DATA LINES >>
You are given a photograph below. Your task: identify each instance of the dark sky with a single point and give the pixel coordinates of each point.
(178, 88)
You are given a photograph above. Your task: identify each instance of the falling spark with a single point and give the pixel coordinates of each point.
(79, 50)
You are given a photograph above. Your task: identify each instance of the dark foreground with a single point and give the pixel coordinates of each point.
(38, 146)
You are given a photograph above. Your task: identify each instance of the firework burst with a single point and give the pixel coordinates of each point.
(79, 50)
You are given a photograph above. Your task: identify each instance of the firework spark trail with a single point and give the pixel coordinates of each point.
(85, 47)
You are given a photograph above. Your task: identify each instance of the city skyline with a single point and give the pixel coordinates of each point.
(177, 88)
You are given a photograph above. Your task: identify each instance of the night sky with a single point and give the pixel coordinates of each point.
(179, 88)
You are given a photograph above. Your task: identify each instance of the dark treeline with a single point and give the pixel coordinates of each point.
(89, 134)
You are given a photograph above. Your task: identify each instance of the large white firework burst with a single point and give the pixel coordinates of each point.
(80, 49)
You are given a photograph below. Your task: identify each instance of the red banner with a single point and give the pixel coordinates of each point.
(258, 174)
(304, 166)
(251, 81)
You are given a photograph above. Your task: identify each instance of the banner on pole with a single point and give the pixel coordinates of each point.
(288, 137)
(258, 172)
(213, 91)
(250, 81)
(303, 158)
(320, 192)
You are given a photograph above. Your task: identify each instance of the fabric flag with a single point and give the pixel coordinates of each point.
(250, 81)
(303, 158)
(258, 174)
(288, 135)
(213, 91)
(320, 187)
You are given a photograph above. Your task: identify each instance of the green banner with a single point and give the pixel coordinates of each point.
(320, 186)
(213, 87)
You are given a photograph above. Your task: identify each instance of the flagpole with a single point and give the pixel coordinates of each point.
--
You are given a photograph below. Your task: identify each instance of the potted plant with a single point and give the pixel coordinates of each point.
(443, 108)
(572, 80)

PROBLEM REQUIREMENTS >>
Reproduce the rows word for word, starting at the line that contains "the firework burst" and ending at the line that contains "of the flagpole", with both of those lines included.

EXERCISE ANSWER >>
You are given a photograph above. Your task: identify each instance of the firework burst with a single point and give the pixel coordinates of each point.
(79, 50)
You are given a photograph above. Your task: identify each instance of the firework spark trail with a single point and give the pixel coordinates of each point.
(85, 47)
You are given a photograph above. Your task: identify each instance of the city skyline with a single point and give the pixel coordinates of each point.
(177, 88)
You are given a photograph above. Your task: identify each instance of the night sky with a single point and give the pixel coordinates of each point.
(179, 88)
You are given a photograph above. Your task: identify each instance of the dark treeline with a single point and give the pixel coordinates of each point.
(89, 134)
You are given a photograph above. Your task: identify each instance of the large white firework burst with a single point and give the pixel coordinates of each point.
(80, 49)
You are given a photograph below. Your task: identify each instance of the red banner with a single point and give the pixel coordinates of each point.
(258, 174)
(304, 166)
(251, 81)
You are given a photograph above. Your task: identify each instance of the banner on pole with a single point and give the pixel coordinates of each point.
(288, 137)
(258, 172)
(213, 91)
(250, 81)
(303, 158)
(320, 192)
You are given a photograph above. Your task: identify each instance of the fabric flag with a single point and give the pixel coordinates of each point.
(250, 81)
(303, 158)
(258, 174)
(288, 135)
(213, 91)
(320, 187)
You are given a photograph above. Your task: identify each instance of the green banner with a single point and give the pixel coordinates of each point.
(320, 186)
(213, 87)
You are given a photograph above. Your task: identify each instance of the flagpole with a single point and give the pixel coordinates of each point.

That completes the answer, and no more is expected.